Copy out all the items below, swapping each "blue-throated bee-eater" for "chestnut-headed bee-eater" and leaving everything else untouched.

* LISTED ENTRIES *
##########

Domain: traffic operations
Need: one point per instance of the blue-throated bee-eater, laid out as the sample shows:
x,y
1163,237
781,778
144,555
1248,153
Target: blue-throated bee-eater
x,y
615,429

##########

* EXPECTED ANSWER *
Domain: traffic operations
Need: one point per instance of the chestnut-headed bee-eater, laid out as the sample shows:
x,y
1163,237
781,778
144,555
1248,153
Target: chestnut-headed bee-eater
x,y
615,429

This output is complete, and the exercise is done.